### REQUIRED ACTION
If a line of the material contains "green", copy it.

*** Opening DATA TO PROCESS ***

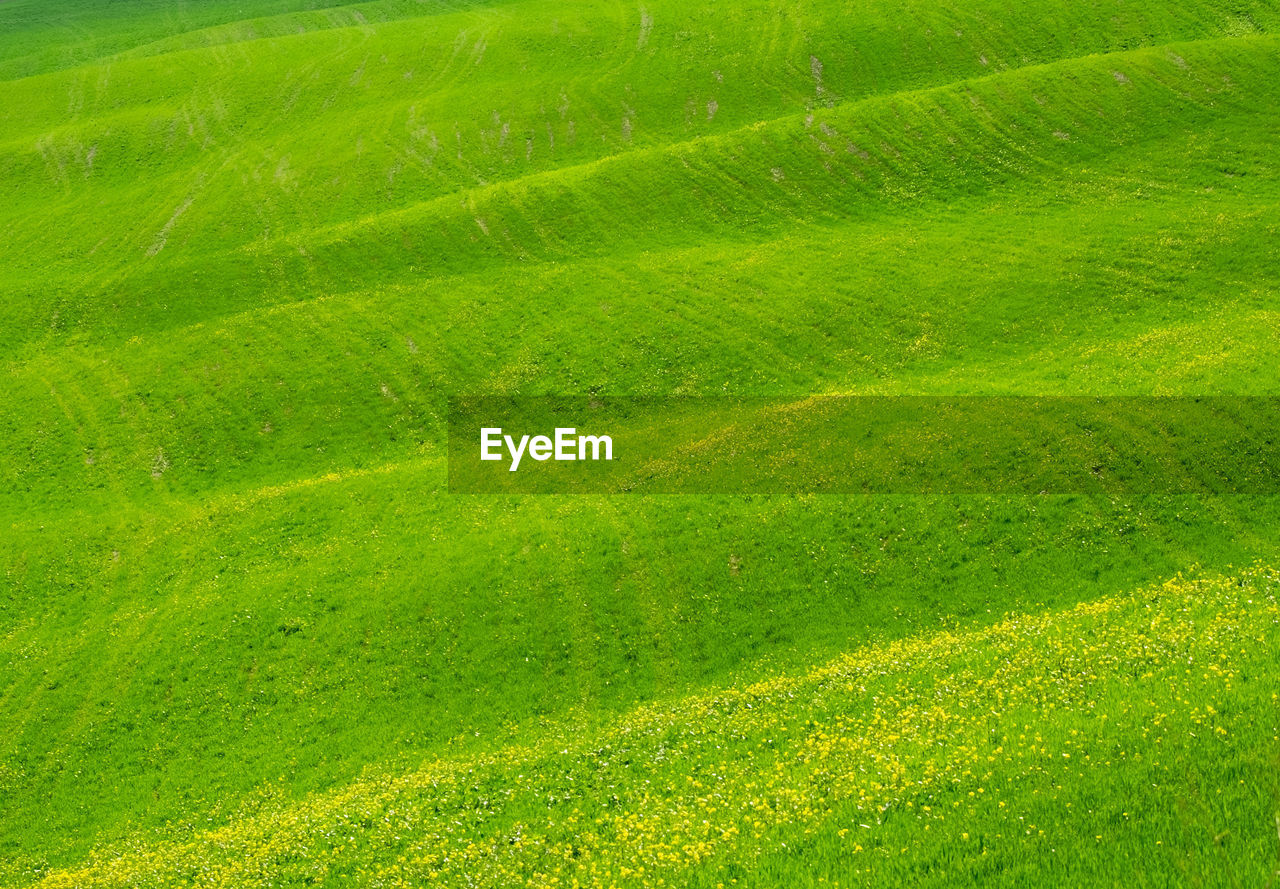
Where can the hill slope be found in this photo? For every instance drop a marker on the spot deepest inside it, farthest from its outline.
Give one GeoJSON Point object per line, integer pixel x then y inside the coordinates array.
{"type": "Point", "coordinates": [251, 248]}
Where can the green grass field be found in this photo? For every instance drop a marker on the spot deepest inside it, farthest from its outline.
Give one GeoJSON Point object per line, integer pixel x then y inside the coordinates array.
{"type": "Point", "coordinates": [251, 248]}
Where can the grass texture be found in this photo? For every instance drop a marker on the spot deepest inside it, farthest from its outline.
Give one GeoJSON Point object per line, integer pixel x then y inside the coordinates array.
{"type": "Point", "coordinates": [252, 248]}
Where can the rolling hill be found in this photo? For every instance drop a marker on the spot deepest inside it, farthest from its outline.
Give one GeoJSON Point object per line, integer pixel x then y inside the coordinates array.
{"type": "Point", "coordinates": [248, 637]}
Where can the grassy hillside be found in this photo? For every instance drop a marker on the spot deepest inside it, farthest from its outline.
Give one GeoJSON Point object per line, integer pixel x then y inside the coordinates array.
{"type": "Point", "coordinates": [251, 248]}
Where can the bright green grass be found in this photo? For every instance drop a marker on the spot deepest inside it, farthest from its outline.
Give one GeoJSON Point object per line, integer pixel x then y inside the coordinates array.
{"type": "Point", "coordinates": [250, 250]}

*** Closing DATA TO PROCESS ***

### YOUR RESPONSE
Where can the green grass field be found in this photo? For every instance drop a marker on the spot deepest inside it, farthest from its outline.
Where can the bright green grass be found in this photo? For every instance drop a marker on the spot deepest inside it, farthest from its outline.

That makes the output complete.